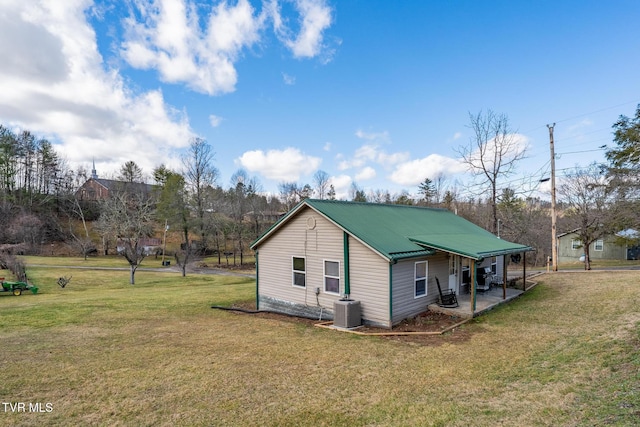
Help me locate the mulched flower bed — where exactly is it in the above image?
[220,302,471,345]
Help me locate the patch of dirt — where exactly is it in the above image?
[222,302,471,345]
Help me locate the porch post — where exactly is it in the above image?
[469,259,476,317]
[502,255,507,299]
[522,252,527,291]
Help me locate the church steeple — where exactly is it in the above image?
[91,159,98,179]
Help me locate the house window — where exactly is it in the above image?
[292,257,307,288]
[324,261,340,295]
[593,239,604,251]
[414,261,428,298]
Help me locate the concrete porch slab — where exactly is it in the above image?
[427,288,524,319]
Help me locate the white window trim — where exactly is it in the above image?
[322,259,342,295]
[413,261,429,299]
[291,255,307,289]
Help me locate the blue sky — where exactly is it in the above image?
[0,0,640,197]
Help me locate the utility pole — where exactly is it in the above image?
[547,123,558,271]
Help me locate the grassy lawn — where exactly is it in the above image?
[0,267,640,426]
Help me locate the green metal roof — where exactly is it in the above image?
[251,199,531,260]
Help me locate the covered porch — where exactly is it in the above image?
[427,287,525,319]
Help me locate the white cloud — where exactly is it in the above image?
[356,129,389,142]
[209,114,224,128]
[238,147,322,181]
[270,0,333,58]
[0,0,193,176]
[338,144,409,170]
[329,175,353,200]
[122,0,266,95]
[470,133,529,170]
[356,166,376,181]
[282,73,296,86]
[389,154,467,185]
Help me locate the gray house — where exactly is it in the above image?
[558,229,640,263]
[251,199,531,328]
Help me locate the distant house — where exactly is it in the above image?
[116,237,162,256]
[251,199,531,328]
[558,229,640,263]
[76,177,156,201]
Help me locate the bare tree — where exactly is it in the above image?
[313,170,329,200]
[98,191,154,285]
[157,170,193,277]
[69,197,96,261]
[457,110,527,233]
[182,138,218,250]
[118,160,144,183]
[557,164,617,270]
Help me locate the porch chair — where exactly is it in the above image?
[436,277,459,308]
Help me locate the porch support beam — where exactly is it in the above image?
[469,259,476,317]
[522,252,527,291]
[502,255,507,299]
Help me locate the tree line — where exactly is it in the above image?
[0,106,640,283]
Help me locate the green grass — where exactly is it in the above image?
[20,255,173,268]
[0,267,640,426]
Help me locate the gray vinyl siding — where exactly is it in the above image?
[258,208,344,310]
[258,208,390,326]
[349,236,391,327]
[558,233,627,263]
[392,253,449,324]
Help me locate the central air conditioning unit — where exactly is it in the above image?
[333,299,362,328]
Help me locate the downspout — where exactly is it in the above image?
[256,251,260,310]
[342,231,351,298]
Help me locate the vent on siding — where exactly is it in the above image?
[333,300,362,328]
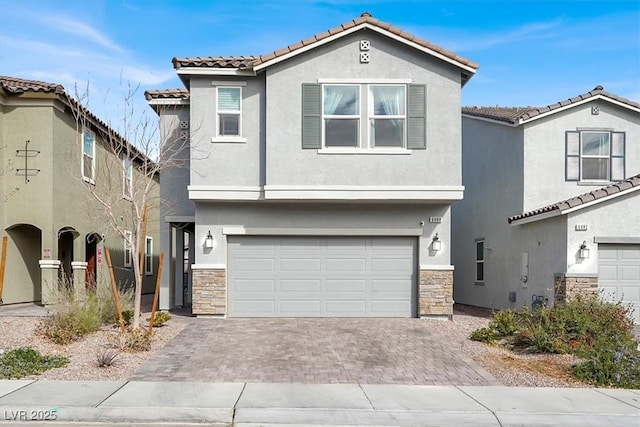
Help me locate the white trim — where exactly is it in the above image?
[211,80,247,86]
[191,264,227,270]
[187,185,264,200]
[211,136,247,144]
[176,67,256,76]
[511,186,640,229]
[71,261,89,270]
[264,185,464,200]
[318,147,412,155]
[420,264,455,271]
[38,259,62,270]
[147,98,189,105]
[222,226,423,236]
[253,22,476,74]
[318,77,413,85]
[164,215,196,222]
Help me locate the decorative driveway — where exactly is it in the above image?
[131,318,500,385]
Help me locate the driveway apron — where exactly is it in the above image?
[131,318,500,385]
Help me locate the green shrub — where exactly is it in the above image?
[469,327,500,344]
[0,347,69,379]
[37,286,132,344]
[147,311,171,327]
[571,343,640,389]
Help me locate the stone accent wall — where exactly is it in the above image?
[418,270,453,319]
[191,269,227,316]
[554,274,598,302]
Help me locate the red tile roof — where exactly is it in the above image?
[144,89,189,101]
[508,175,640,223]
[172,12,478,70]
[462,86,640,125]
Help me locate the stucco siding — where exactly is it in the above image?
[190,75,264,186]
[522,100,640,212]
[266,31,461,186]
[452,118,523,307]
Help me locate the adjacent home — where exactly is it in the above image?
[0,76,159,304]
[453,86,640,323]
[146,13,477,318]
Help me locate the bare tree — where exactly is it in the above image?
[69,85,188,329]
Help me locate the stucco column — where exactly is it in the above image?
[39,259,61,305]
[71,261,87,298]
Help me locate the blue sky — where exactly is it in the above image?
[0,0,640,128]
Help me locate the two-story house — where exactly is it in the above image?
[146,13,477,317]
[453,86,640,322]
[0,76,159,304]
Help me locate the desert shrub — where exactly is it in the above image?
[147,311,171,327]
[37,286,132,344]
[96,350,120,368]
[0,347,69,379]
[571,343,640,389]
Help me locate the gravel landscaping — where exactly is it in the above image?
[0,307,587,387]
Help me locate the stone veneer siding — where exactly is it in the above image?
[191,269,227,316]
[418,270,453,319]
[554,274,598,302]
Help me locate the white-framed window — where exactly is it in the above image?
[216,86,242,138]
[144,236,153,276]
[124,231,133,267]
[81,129,96,183]
[322,84,407,149]
[122,157,133,198]
[475,240,484,283]
[565,129,625,182]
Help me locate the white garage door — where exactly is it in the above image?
[227,236,417,317]
[598,244,640,325]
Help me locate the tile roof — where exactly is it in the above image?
[508,175,640,223]
[0,76,64,95]
[144,89,189,101]
[462,86,640,125]
[0,76,153,170]
[172,12,478,69]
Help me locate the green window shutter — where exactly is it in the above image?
[407,85,427,150]
[564,130,580,181]
[611,132,626,181]
[302,83,322,149]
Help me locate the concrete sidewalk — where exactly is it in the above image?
[0,380,640,427]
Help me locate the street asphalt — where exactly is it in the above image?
[0,380,640,427]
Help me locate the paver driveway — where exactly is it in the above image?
[131,318,499,385]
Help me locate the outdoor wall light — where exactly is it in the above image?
[204,230,213,249]
[431,233,442,252]
[578,240,589,259]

*EXERCISE PROMPT*
Copy out word for word the stretch of items from the line containing "Help me locate the porch post" through the line containing "[427,287,525,319]", including both of those lines.

*RESULT FOR THIS TASK*
Help me locate the porch post — where exactly is it in the above image?
[469,259,476,317]
[502,255,507,299]
[522,252,527,291]
Help me locate the church steeple — where exactly is it in the above image?
[91,159,98,179]
Help me locate the house window — where exactly is it in the above image?
[292,257,307,288]
[324,261,340,295]
[593,239,604,251]
[414,261,428,298]
Help me locate the concrete porch slab — where exactly is it in the above image?
[427,288,524,319]
Help me locate the white window trim — where exactly is it in the above image?
[322,259,342,295]
[413,261,429,299]
[291,255,307,289]
Help me locate the blue sky — where exactly is it in the above image?
[0,0,640,197]
Help me locate the utility pole — where exactly is it in the above image?
[547,123,558,271]
Help me locate the grassy lawn — where exactly is it in the above image?
[0,267,640,426]
Help me locate the green metal roof — where exactly is it in the above image?
[251,199,531,260]
Help me locate the covered porch — where exactly is it in the above image?
[427,287,525,319]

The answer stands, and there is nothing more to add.